** start of TASK DATA **

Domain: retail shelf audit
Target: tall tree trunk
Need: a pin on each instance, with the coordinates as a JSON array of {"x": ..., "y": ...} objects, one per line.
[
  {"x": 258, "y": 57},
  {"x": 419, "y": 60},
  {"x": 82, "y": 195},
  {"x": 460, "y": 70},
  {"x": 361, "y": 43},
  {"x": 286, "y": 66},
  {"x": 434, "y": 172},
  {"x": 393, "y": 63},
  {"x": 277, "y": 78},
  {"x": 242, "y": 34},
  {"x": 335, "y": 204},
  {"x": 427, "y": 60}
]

** end of TASK DATA **

Copy the material above, swapping "tall tree trunk" for "utility pole" and leaving the rest untouched.

Domain: retail shelf audit
Target: utility pole
Need: a pin on each instance, with the coordinates as a JSON array of {"x": ..., "y": ...} objects, one per line.
[
  {"x": 258, "y": 57},
  {"x": 419, "y": 60},
  {"x": 82, "y": 195},
  {"x": 460, "y": 70},
  {"x": 361, "y": 43},
  {"x": 286, "y": 66},
  {"x": 434, "y": 172},
  {"x": 393, "y": 63},
  {"x": 277, "y": 78},
  {"x": 242, "y": 34},
  {"x": 335, "y": 204},
  {"x": 427, "y": 60}
]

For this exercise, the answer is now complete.